### TRECHO PARA LEITURA ###

A queda mais forte da inflação em 2017 deve beneficiar os consumidores no momento de negociar o reajuste de preços de contratos de serviços, como aluguel e mensalidades escolares. No caso dos investimentos que têm parte de sua rentabilidade atrelada à inflação, as taxas prefixadas que compõem a rentabilidade prometida devem compensar o recuo do índice.
No caso dos contratos, o efeito não deve ser sentido imediatamente, uma vez que consideram o comportamento dos índices em um período de 12 meses para o reajuste. Especialistas veem espaço, porém, para o consumidor barganhar descontos, principalmente nos contratos de aluguel. “A deflação esperada para junho pode ajudar a reduzir o tamanho do reajuste desse contrato no futuro”, explica a economista do Instituto de Defesa do Consumidor (Idec), Ione Amorim. “Se num período de 12 meses houver variação negativa do índice em um deles, o avanço acumulado será menor”, afirma.

### MATERIAL DE ENTRADA ###

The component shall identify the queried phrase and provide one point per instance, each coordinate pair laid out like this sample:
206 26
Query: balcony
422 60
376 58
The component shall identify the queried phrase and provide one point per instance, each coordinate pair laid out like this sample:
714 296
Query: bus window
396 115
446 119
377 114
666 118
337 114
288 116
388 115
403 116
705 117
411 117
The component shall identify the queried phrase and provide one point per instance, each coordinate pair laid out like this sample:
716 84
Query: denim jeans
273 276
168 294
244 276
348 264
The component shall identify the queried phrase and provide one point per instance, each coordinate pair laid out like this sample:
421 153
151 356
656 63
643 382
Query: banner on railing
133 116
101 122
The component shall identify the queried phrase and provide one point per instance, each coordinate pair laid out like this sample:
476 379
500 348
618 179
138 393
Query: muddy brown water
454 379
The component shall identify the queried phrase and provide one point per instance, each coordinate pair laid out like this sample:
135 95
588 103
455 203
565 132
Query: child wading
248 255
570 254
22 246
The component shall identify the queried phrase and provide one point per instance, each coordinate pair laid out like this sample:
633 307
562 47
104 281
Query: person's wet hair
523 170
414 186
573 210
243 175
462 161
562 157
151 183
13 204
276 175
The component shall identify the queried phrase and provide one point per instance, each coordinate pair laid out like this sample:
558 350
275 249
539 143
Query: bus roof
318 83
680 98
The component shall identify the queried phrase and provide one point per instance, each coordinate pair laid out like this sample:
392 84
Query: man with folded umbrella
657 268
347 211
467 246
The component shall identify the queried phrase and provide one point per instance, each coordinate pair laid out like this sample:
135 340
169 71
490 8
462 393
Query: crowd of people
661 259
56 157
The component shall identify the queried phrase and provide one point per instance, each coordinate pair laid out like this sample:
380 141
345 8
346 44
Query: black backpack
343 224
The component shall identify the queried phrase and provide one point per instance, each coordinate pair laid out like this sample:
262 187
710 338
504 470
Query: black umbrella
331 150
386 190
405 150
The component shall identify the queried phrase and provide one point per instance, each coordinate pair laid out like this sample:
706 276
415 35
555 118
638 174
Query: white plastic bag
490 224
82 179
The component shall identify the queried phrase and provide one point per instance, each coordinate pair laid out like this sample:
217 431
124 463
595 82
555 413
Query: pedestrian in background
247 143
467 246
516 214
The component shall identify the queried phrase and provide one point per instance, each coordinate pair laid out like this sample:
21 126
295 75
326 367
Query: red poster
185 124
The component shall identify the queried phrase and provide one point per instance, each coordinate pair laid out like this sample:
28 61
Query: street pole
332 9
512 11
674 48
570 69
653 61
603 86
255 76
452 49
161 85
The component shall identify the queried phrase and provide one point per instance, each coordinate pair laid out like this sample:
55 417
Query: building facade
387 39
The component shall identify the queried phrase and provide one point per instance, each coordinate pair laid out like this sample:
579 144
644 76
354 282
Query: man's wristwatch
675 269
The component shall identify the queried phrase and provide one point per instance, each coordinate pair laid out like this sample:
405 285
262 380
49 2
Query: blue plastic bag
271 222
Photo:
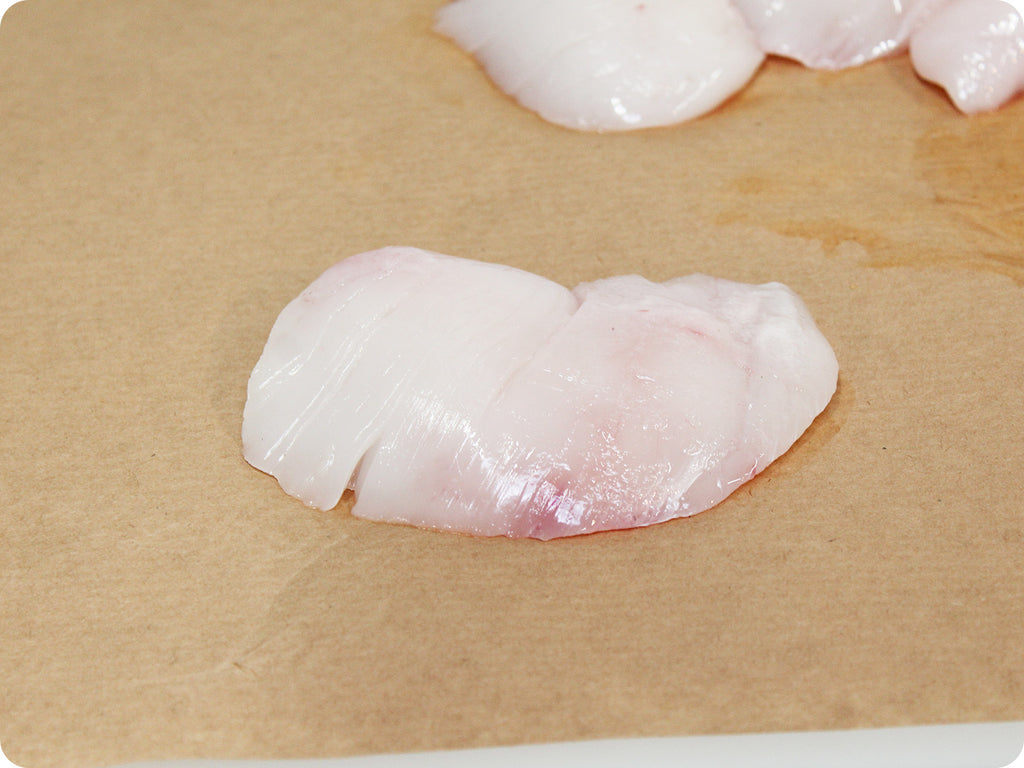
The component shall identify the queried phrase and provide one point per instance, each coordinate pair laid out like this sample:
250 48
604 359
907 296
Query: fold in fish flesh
607 65
624 65
475 397
835 34
974 49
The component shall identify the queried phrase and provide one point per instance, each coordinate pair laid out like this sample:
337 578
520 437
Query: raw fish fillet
835 34
608 65
975 50
474 397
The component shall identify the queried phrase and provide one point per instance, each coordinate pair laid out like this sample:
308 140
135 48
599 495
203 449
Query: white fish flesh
835 34
474 397
624 65
608 65
974 49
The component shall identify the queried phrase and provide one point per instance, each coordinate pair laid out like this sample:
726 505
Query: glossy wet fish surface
474 397
624 65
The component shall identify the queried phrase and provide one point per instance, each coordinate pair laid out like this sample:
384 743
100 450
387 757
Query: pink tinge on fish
608 65
474 397
974 49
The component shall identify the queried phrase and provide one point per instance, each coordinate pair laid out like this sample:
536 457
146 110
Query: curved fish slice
835 34
467 396
608 65
974 49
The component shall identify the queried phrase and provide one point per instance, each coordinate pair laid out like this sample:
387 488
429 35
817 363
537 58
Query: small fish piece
835 34
608 65
974 49
466 396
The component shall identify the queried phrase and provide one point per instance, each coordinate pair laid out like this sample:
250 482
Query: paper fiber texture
174 173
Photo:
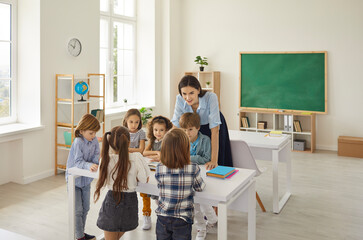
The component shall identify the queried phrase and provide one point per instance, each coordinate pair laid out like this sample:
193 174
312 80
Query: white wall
45 26
221 29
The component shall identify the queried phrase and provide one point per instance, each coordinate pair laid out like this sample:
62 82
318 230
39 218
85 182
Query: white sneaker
201 234
147 223
212 227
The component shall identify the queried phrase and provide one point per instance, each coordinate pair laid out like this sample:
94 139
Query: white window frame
110 17
13 64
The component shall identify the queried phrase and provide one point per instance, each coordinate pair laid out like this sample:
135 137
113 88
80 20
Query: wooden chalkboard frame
284 110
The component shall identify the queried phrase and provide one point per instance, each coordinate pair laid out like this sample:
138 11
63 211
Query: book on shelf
297 126
98 113
221 171
245 122
288 125
261 125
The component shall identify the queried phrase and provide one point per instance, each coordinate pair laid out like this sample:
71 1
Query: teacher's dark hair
191 81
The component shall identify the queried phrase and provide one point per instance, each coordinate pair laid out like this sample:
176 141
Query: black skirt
224 152
120 217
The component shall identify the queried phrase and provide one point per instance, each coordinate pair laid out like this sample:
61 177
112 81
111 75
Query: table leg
71 206
275 181
251 212
222 221
279 204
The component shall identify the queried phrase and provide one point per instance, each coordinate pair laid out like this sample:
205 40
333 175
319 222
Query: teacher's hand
210 165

###

» TAREFA CURTA 1
Digite novamente, sem nenhuma alteração, a parte do texto sobre a inflação que começa em "A queda mais" e segue até "recuo do índice.".
» TAREFA CURTA 2
Extraia todas as linhas que contêm a palavra "umbrella", levando em conta a diferença entre maiúsculas e minúsculas.

» RESOLUÇÃO DO EXERCÍCIO 1
A queda mais forte da inflação em 2017 deve beneficiar os consumidores no momento de negociar o reajuste de preços de contratos de serviços, como aluguel e mensalidades escolares. No caso dos investimentos que têm parte de sua rentabilidade atrelada à inflação, as taxas prefixadas que compõem a rentabilidade prometida devem compensar o recuo do índice.

» RESOLUÇÃO DO EXERCÍCIO 2
Query: man with folded umbrella
Query: black umbrella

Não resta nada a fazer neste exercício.